## WORK INSTRUCTION
An exact copy of every entry is needed, with no images.

(Point-per-instance localization data)
———

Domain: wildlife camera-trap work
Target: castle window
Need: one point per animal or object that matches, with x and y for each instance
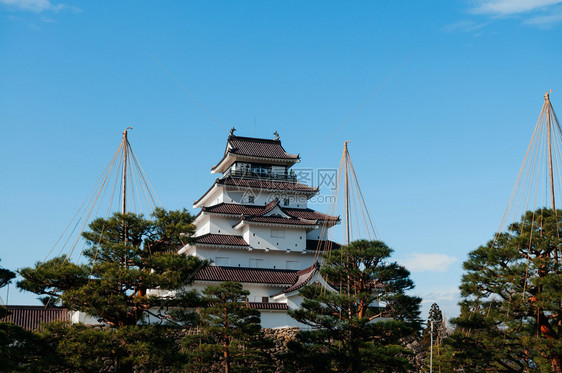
(256, 263)
(278, 233)
(293, 264)
(222, 261)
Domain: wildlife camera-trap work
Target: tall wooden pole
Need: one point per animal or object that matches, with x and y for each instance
(125, 155)
(549, 139)
(346, 188)
(124, 195)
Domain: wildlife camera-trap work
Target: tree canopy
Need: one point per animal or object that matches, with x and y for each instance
(511, 312)
(132, 268)
(230, 331)
(358, 327)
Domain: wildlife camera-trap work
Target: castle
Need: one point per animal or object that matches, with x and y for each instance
(256, 228)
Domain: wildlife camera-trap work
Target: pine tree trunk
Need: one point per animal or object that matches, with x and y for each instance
(226, 358)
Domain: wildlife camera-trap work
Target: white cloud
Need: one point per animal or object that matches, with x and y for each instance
(512, 7)
(36, 6)
(546, 20)
(420, 262)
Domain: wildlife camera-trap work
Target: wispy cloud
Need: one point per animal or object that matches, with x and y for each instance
(419, 262)
(512, 7)
(537, 13)
(466, 26)
(546, 20)
(36, 6)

———

## RESPONSE AREA
Domain: wildlife camera-trap work
Target: castle window
Need: one point per animal or object that matches, with x and y for each instance
(256, 263)
(278, 233)
(293, 264)
(222, 261)
Domain: wildlife camera-trap work
Target: tall wooden pole
Need: one point per animal or object that matches, with x and y for each instance
(125, 155)
(549, 139)
(346, 188)
(124, 195)
Domain: wildlife camera-trap work
Target: tree canopy
Need: one point per animal or object that matches, with x and y for each instance
(511, 312)
(132, 268)
(230, 331)
(358, 327)
Domain: wildlife camera-trap work
Target: castle
Need: one point per animal or object that matches, with x and y for each instance
(256, 228)
Domain: wildlife camera-trap work
Target: pine tree trunk
Need: one point per animal or object that matches, with x and y for each instance
(226, 358)
Domain: wildlife camera-trap work
Target: white cloud
Need: one point per animal or object that matches, with x and y for each instance
(512, 7)
(36, 6)
(546, 20)
(420, 262)
Domain: wildlife camera-trap work
Target: wispy cloud
Need: one point per animal or object that matches, with x and y for each instance
(419, 262)
(512, 7)
(537, 13)
(466, 26)
(546, 20)
(36, 6)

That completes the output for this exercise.